Work request A: According to the essay on discomfort, how long did the state of discomfort last?
Work request B: Extend the essay on discomfort, beginning immediately after its final sentence.

Document passage:
Have ever found yourself in a state of discomfort?
I’m not talking about physical discomfort, more the kind that swells from deep within and reaches into every aspect of your life. Where you feel odd. You’re not yourself. You feel squiggly. Something doesn’t fit. You don’t feel like you.
Have you ever been there and wondered what the heck…or words even stronger. Not being a cursing woman myself I don’t quite have the vocabulary. Not that I’ve anything against cursing…it sounds great coming from someone else. But for some reason any time I’ve tried it, people snort with laughter, apparently it doesn’t sound right. Oh well.
It lasted two weeks. Not the cursing state, the state of discomfort.
It didn’t even begin slowly. It just arrived one day.
At first I didn’t know what was happening. I wasn’t depressed, I still laughed and had fun, but somewhere deep within was this sense of…something. I couldn’t put my finger on it. Couldn’t even give it a name.
I tried. Hard.
Was I scared, or worried, or upset, or insecure?. Didn’t think so…but I supposed I could be.
What had I been thinking. No idea. And anyway, I wasn’t thinking the same thought for two whole weeks. I’m pretty good at monitoring where I am and if I’m off track, getting myself right back to focusing on what I want.
Not this time. It didn’t much matter what I was thinking…the discomfort just sat there. Like some bump on a log…sitting…doing nothing…but being.
I know what it feels like to be standing on the edge of a huge chasm, wondering if today’s the day I leap. And it wasn’t that. I know what it’s like to be in the void, waiting…waiting for a new state of consciousness to be birthed. And it wasn’t that.
I was flummoxed.
I didn’t like it. It didn’t feel good. It was different and I wasn’t embracing it.
Try as I might to experience something different, I was held captive by discomfort. My understanding of the laws of life were colliding with what was happening within. Whatever the heck it was.
One week led into the other, with discomfort my constant companion. There we were, the unlikely couple, Pollyanna herself and this bullying, discomfort.
And then I read this:
“When we surrender, we allow the universe to work its magic; we say yes to infinite possibilities; we trust that things will work out as they are meant to; and we give our self permission to let go of the outcome. This can be liberating, intimidating, blissful, scary, and a swirl of so many other emotions. But in the end, if we are true to our heart, life unfolds with magnificence… and we get to celebrate.” ~ David Ji
And I knew I’d been in the universal dance of development, of expansion and I most definitely hadn’t been in harmony with the process.
And I let go.
I let go of wanting to change the feeling of discomfort. And it simply dissolved, melting away into nothingness.
I entered a bright sunshiny day and I saw that I was going to change whether I wanted to or not. Life likes change – life is change – we cannot and will not stay the same – even she who who’s perfectly happy with tried and true and even boring, I’m just not going to be staying there for long.

Stored entries
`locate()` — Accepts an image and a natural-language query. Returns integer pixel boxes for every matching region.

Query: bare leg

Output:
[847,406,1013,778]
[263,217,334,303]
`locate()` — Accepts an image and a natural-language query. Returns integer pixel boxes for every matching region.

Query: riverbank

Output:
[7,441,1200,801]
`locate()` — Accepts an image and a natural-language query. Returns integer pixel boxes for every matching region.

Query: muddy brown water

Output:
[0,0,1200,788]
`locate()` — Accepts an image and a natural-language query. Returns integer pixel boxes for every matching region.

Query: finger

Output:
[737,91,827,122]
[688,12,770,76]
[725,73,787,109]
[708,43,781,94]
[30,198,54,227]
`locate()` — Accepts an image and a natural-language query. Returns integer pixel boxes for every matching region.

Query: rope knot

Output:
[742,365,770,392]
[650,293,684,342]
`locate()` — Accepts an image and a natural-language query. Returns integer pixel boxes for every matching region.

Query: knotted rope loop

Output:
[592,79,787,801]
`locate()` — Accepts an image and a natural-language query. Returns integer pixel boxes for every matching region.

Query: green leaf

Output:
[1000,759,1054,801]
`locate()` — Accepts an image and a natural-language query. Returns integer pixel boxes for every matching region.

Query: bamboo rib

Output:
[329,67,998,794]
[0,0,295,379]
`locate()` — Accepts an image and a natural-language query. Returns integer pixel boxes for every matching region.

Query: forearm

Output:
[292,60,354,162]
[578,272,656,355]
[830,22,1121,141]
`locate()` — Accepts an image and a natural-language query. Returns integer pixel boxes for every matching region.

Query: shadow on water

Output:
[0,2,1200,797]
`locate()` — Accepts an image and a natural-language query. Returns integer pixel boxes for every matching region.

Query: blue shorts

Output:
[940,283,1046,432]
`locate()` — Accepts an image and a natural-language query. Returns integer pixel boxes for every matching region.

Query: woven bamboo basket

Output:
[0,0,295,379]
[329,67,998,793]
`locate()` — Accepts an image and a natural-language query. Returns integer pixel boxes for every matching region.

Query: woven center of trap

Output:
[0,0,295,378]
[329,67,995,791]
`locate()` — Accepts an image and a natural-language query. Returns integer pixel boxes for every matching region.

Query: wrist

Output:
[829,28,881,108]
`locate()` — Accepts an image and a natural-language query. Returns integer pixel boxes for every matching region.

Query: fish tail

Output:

Task response A: It lasted two weeks.

Task response B:
We live in a realm of constant change and like it or not, it’s happening; sometimes in small increments where we hardly notice it, sometimes in incredibly huge leaps. And it ploughs on through all our resistance. No amount of foot stomping or pouting is going to make any difference.
Some smart someone once said change is the only constant and boy did they hit the nail on the head.
Just paying attention to nature gives us a clue. The seasons change, the tides ebb and flow, the moon waxes and wanes. We’re living in a sea of change. Our very cells are changing right now. Everything is in constant flux.
Best to give up all thoughts of stability you who enter here. It isn’t real anyway, stability that is.
So for those who might find themselves in a state of discomfort today or maybe tomorrow, take it from me.
Don’t question it.
Don’t bother fighting it. You’re interfering with the very power that is leading you into a greater expression of your very self. Spirit is always for expansion.
Don’t avoid it.
Ignoring it doesn’t make it go away, honest.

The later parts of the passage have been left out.